**Requirement:**
Copy out the data exactly, leaving the pictures behind.

**Extracted information:**
════════
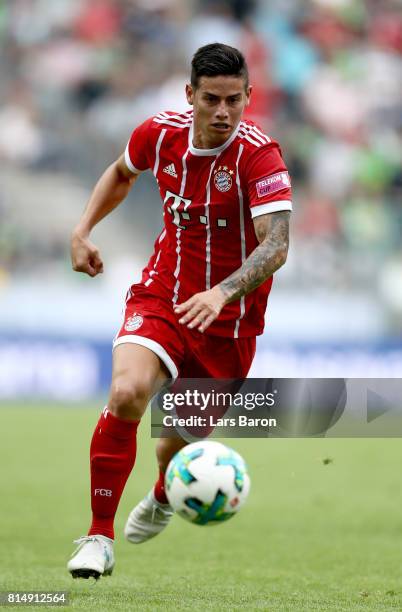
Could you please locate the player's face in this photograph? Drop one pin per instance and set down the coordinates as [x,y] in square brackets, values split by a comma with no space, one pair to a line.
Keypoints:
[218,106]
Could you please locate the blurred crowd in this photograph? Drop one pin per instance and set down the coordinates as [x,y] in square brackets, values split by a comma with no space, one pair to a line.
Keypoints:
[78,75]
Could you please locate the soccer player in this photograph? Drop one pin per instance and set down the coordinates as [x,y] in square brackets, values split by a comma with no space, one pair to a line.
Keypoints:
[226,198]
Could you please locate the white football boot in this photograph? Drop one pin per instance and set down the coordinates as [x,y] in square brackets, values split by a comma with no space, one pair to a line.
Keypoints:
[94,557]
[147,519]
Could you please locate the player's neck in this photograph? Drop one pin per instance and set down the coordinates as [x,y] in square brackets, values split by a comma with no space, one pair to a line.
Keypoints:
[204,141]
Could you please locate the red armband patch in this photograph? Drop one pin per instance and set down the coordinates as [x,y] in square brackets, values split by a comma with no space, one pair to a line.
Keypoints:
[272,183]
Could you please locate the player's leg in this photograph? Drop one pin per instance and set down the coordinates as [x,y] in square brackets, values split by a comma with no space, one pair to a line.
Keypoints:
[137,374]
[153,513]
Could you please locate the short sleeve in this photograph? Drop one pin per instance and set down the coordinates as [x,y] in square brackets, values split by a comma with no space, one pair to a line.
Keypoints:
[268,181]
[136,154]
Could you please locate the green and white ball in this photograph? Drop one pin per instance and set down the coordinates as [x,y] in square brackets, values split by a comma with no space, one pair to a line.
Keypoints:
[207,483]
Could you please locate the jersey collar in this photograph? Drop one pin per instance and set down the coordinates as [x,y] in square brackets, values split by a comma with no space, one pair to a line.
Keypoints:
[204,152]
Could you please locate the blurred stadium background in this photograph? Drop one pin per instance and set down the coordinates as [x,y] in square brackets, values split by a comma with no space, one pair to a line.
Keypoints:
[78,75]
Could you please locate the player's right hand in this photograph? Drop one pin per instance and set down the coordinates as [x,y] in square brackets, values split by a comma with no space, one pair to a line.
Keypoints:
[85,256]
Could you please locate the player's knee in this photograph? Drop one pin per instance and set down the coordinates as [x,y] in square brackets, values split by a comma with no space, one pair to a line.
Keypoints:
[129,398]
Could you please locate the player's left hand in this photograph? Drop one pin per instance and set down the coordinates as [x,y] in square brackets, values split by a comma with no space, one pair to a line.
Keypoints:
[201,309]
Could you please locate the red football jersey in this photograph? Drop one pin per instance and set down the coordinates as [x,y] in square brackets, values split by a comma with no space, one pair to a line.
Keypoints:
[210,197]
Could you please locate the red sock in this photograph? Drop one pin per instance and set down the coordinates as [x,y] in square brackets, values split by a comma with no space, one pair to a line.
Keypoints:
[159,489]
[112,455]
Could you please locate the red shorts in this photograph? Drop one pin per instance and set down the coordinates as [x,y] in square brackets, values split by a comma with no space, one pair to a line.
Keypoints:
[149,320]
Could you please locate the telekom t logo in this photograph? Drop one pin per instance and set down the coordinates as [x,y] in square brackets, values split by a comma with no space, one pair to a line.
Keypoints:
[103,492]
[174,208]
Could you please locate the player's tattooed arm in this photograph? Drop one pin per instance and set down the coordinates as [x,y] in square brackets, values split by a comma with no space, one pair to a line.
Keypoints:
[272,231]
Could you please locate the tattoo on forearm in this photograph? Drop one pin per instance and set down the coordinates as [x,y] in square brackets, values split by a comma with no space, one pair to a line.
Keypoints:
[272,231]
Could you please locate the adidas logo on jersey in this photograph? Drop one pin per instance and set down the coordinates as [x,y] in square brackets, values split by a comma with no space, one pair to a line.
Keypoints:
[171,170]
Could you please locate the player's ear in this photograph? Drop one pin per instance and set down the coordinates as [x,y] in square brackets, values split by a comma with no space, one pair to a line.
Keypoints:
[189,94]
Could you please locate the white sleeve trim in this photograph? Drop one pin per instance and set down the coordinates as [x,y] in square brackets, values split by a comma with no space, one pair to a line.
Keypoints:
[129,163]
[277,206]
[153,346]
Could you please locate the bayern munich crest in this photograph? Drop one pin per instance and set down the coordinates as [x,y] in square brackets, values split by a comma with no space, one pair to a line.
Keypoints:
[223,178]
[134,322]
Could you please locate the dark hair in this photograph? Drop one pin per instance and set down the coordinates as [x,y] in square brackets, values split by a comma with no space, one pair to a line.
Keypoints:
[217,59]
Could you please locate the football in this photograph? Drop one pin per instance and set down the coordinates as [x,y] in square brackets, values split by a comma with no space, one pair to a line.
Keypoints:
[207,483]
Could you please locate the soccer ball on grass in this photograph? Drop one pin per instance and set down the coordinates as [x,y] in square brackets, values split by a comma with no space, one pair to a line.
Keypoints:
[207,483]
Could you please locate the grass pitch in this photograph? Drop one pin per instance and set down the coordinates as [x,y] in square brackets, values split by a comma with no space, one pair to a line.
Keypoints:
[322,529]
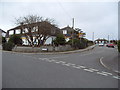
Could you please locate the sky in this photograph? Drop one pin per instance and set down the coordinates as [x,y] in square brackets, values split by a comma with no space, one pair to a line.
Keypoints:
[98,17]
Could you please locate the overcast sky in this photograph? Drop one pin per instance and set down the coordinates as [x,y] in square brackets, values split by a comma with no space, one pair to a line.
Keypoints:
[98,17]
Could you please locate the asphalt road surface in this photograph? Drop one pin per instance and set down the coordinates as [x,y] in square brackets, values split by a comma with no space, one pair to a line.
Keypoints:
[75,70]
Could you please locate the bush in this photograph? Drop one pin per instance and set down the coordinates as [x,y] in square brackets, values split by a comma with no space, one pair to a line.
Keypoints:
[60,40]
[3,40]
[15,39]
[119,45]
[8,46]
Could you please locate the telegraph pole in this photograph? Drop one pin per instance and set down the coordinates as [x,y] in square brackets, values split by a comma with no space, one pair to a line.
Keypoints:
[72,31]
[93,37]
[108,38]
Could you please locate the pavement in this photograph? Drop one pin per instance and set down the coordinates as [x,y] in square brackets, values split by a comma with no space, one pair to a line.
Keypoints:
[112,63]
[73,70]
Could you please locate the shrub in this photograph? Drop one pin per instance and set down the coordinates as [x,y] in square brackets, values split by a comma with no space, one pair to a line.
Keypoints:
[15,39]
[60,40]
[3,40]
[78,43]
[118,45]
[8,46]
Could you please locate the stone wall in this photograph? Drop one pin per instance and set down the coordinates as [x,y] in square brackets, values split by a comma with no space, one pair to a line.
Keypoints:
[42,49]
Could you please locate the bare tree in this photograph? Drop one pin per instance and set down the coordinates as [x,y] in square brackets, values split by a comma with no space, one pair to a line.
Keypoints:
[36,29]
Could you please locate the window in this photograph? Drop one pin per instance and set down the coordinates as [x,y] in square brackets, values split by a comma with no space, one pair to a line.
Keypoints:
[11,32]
════════
**Correct answer:**
Could you please locate the player's face in this photograph? Drop one pin per instance and set down the coordinates as [x,y] in square brackets, values split by a comma with no space, one pair to a line.
Keypoints:
[218,106]
Could you please locate the blurred crowd in this photograph? Drop one pin per instance and set down the coordinates as [x,y] in square brackets, values split by a comma with no space, one pair to a line.
Keypoints:
[78,75]
Could you please locate the soccer player in this photograph? Drop one pin per instance and set down the coordinates as [x,y] in square brackets, values split by a comma with no space, one pair to a line.
Keypoints:
[226,198]
Could you please locate the white football boot in this photograph? Drop one pin per instance and set down the coordinates as [x,y] in square brackets, values split by a comma with no space, one pair to a line.
Keypoints:
[94,557]
[147,519]
Could you please locate the player's neck in this photograph? Drop one pin per instance and set down the coordinates as [x,y] in square brackets, values split by a comma with no space, one pair to a line.
Keypoints:
[204,141]
Could you please locate the red armband patch in this photograph? Drop one pin per instance and set down the coordinates as [x,y] in square brackets, values split by a comma with no space, one pair to a line.
Keypoints:
[272,183]
Could you please locate the player's leg in this photograph? Drop one pin per instance and set down the coordinates as [x,y] in square brackets, values split by a comma with no space, one pair to a line.
Keypoints:
[137,374]
[153,513]
Could you please locate the short sleeve in this photograph? Drop one pin per instance and set down the coordinates as [x,y] in square brackets, values split by a comma with no space, one pair to a line.
Keypoints:
[268,181]
[136,154]
Could you please locate the green and white ball in this photograph? Drop one pin per instance and set down the coordinates as [x,y] in square brackets, values split by a comma with no space, one pair to a line.
Keypoints:
[207,483]
Could you please locate the jersey collar in this photograph? Drop one pin per instance and set down the coordinates as [x,y] in square brackets, values split by a comma with no space, one pair to a line.
Keypoints:
[204,152]
Could you please locate the blurred stadium background in this photograph? Drop one pin per instance and set down the coordinates as [x,y] in square brackets, values split by a comma with no space, one pair to a line.
Keypoints:
[78,75]
Could you please locate the player's right hand in this photograph? Drop one pin per instance and set down the coordinates as [x,y] in square brackets, values split by a comma with no space, one pair to a line.
Keypoints:
[85,256]
Could you please locate the player's knee in this photograph? Drop one pin per instance and set down the coordinates as [x,y] in square brackets, values split by a comma with no space, one pair to a line.
Keypoints:
[129,398]
Could you please locate the player's left hand in this photograph? Drop one pin per instance and set down the coordinates as [x,y] in square brackets, values split by a comma with no space, one pair to a line.
Keypoints:
[201,309]
Could you please locate the red football jersey in this photograph? Drop one pin per instance and set down the coordinates as [x,y] in square brackets, values split by a comma with no space, one pair to a line.
Keypoints:
[210,197]
Could you please locate the red sock in this photograph? Drop one pin per instance and set down the coordinates as [x,y] in square brackets, values split by a comma with no space, one pair to a line.
Keypoints:
[159,489]
[112,455]
Could you please locate the red shorts in this photograph? Drop one pin per instance and set down the coordinates as [x,y] in square brackets, values split by a comma with no space, one pair to a line.
Keypoints:
[149,320]
Could you please locate the telekom t logo in this photograph? Drop one pin per instance and set down the coordinates as [x,y] in square brackets, values split by a comma with no space, one pair to a line.
Keypoints:
[103,492]
[174,208]
Could you please locate the player's tattooed arm in this photograph? Drop one pin per instance and set down the coordinates as [x,y] in square brackets, values split by a comma with no space, one pair to a line.
Keypoints:
[272,231]
Could you please locate the tattoo on forearm in this photograph? Drop one pin per instance and set down the coordinates as [x,y] in square brackets, values split by a comma with no space, one pair to a line.
Keypoints:
[272,231]
Could you please locate the adidas logo on jersey in this photograph? Drop one pin per instance and set down the coordinates as [x,y] in square brackets, values split by a comma with no space, one pair to a line.
Keypoints:
[171,170]
Could you please locate the player's ear in this photograph? Drop one pin per instance and set down the coordinates as [x,y] in square brackets, values split by a comma with no space, one pair to a line.
Keypoints:
[189,94]
Could you please locate the white sleeve trim in this photograph? Drop one pin per instance and set down the coordinates as [x,y] in square brackets, values split by a comma with no space, one pair to a line.
Keypoints:
[129,163]
[277,206]
[153,346]
Could you please locate the bayern munich crest in this photograph? Drop one pin per instance and set down the coordinates as [x,y] in square brackets, values split by a comma with no space, one pair to a line.
Keypoints:
[223,178]
[134,322]
Could you please locate the dark hair in this photograph? Drop one pin per instance and set down the coordinates as [x,y] in square brackets, values split by a comma with no space, one pair to a line.
Keypoints:
[217,59]
Could you please locate the football in this photograph? Drop one pin per instance and set down the coordinates as [x,y] in square brackets, values split by a comma with no space, one pair to a line.
Keypoints:
[207,483]
Could you please locate the soccer ball on grass in this photograph? Drop one pin per instance and set down the coordinates as [x,y] in square brackets, values split by a comma with no space, one pair to a line.
Keypoints:
[207,483]
Could you please locate the grass pitch in this photograph? Drop one pin per instance and set down the coordinates as [x,y] in square brackets, values split by a comma with no space, one pair to a line.
Keypoints:
[322,529]
Could you please locate the sky in this photograph? Drop one pin per instance and set down the coordinates as [x,y] in square brackets, values split by a comma with no space, one pair to a line.
Keypoints:
[98,17]
Could you please locate the overcast sky in this photograph? Drop one pin per instance and set down the coordinates as [x,y] in square brackets, values split by a comma with no space, one pair to a line.
Keypoints:
[98,17]
Could you please locate the asphalt road surface in this photograph? Drop one pin per instance and set down the coordinates as [x,y] in square brackets, values split by a comma with no space, one pair to a line.
Keypoints:
[75,70]
Could you please locate the bush in this photograph? Drop one pin per instance and set down the coordinates as [x,y] in square brackets, values split by a comma with no space, one pair to a line.
Keypoints:
[60,40]
[3,40]
[15,39]
[119,45]
[8,46]
Could you please locate the telegraph pole in this photograph? Drop one pin per instance and set down the coordinates as [x,y] in square brackets, values split by a comma with no space, one pair to a line.
Keypoints:
[72,31]
[93,37]
[108,38]
Could you please locate the pavement in this photograph? Drop one pin per instance and set down the coordinates as [x,y] in square brackets, values split by a comma with no space, one pair to a line.
Keypoints:
[112,63]
[73,70]
Could you please locate the shrub in this photograph? Drop one pin per instance and set down the coordinates as [x,y] in square brackets, values split by a comma with no space, one pair to a line.
Keypoints:
[15,39]
[60,40]
[3,40]
[78,43]
[118,45]
[8,46]
Could you please locate the stone wall in this photograph? Drop one pin per instance and set down the coordinates as [x,y] in square brackets, values split by a comma with no space, one pair to a line.
Keypoints:
[42,49]
Could you please locate the bare tree in this photograph? Drop one pin per instance and set down the coordinates as [x,y] in square brackets, values split by a comma with no space, one pair to a line.
Keypoints:
[36,29]
Could you please locate the window in this photograph? Drop one pin per instance and set down the coordinates as [x,y] in square brackets, values split by a comma with no space, one pair to a line.
Keypoints:
[11,32]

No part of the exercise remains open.